**Excerpted passage**
..........

Landscape paintings vs. portraits

  • Landscape painting is the depiction in art of landscapes – natural scenery such as mountains, valleys, trees, rivers, and forests, especially where the main subject is a wide view – with its elements arranged into a coherent composition.1

  • Landscape paintings tend to be wider than they are long.

  • Portrait painting is a genre in painting, where the intent is to depict a human subject.2

  • Portrait paintings tend to be longer than they are wide.

Multiple explanatory variables

How would you expect the relationship between painting width and height to vary depending on whether or not a painting has any landscape elements?

ggplot(data = pp, aes(x = width_in, y = height_in, color = factor(lands_all))) +
  geom_point(alpha = 0.4) +
  geom_smooth(method = "lm", se = FALSE,
              fullrange = TRUE) +
  labs(
    title = "Height vs. width of paintings, by landscape features",
    subtitle = "Paris auctions, 1764 - 1780",
    x = "Width (inches)",
    y = "Height (inches)",
    color = "Landscape"
  ) +
  scale_color_manual(values = c("#E48957", "#071381"))

FYI you can extend regression lines

ggplot(data = pp, aes(x = width_in, y = height_in, color = factor(lands_all))) +
  geom_point(alpha = 0.4) +
  geom_smooth(method = "lm", se = FALSE,
              fullrange = TRUE) +
  labs(
    title = "Height vs. width of paintings, by landscape features",
    subtitle = "Paris auctions, 1764 - 1780",
    x = "Width (inches)",
    y = "Height (inches)",
    color = "landscape"
  ) +
  scale_color_manual(values = c("#E48957", "#071381"))

Models - upsides and downsides

  • Models can sometimes reveal patterns that are not evident in a graph of the data. This is a great advantage of modeling over simple visual inspection of data.

..........

**Data excerpts**

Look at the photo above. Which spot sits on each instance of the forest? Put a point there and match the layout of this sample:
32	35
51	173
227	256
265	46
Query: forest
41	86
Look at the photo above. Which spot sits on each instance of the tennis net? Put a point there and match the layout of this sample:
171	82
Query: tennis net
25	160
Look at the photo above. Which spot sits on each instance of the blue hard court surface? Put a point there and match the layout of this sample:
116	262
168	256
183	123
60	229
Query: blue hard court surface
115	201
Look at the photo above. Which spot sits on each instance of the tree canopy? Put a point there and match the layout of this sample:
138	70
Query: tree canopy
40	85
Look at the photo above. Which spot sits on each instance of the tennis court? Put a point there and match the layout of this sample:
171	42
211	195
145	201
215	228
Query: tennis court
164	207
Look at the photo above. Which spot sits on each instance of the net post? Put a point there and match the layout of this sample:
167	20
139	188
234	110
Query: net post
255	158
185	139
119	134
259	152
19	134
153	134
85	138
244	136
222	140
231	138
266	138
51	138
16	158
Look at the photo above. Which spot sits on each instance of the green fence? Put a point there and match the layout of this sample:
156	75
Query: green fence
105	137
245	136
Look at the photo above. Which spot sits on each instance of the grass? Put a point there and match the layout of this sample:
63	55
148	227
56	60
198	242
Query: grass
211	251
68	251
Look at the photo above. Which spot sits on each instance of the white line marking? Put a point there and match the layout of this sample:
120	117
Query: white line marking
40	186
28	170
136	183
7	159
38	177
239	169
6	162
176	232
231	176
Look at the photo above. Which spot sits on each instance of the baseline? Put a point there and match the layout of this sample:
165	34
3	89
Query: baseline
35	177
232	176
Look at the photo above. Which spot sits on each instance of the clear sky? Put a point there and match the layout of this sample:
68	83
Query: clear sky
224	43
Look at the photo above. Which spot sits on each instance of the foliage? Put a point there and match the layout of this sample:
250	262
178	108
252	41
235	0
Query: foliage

..........

**Objective 1**
In the passage on landscape and portrait paintings, which years does the plot subtitle give for the Paris auctions?
**Objective 2**
Continue the passage on landscape and portrait paintings from the point where it stops.
You won't need the entries for this.

**Result 1**
1764 to 1780.

**Result 2**
  • There is a real risk, however, that a model is imposing structure that is not really there on the scatter of data, just as people imagine animal shapes in the stars. A skeptical approach is always warranted.

Variation around the model…

is just as important as the model, if not more!

Statistics is the explanation of variation in the context of what remains unexplained.

  • The scatter suggests that there might be other factors that account for large parts of painting-to-painting variability, or perhaps just that randomness plays a big role.

  • Adding more explanatory variables to a model can sometimes usefully reduce the size of the scatter around the model. (We’ll talk more about this later.)

How do we use models?

  • Explanation: Characterize the relationship between \(y\) and \(x\) via slopes for numerical explanatory variables or differences for categorical explanatory variables

  • Prediction: Plug in \(x\), get the predicted \(y\)

Slopes vs. differences

Slope: Two numeric variables; for every unit change in x, y changes by … units (the slope gives us …)

Slopes vs. differences

Difference: 1 numeric, 1 categorical variable; level a of the categorical variable (e.g., pumpkin) is, on average, … units higher/lower than level b of the categorical variable (e.g., sunflower)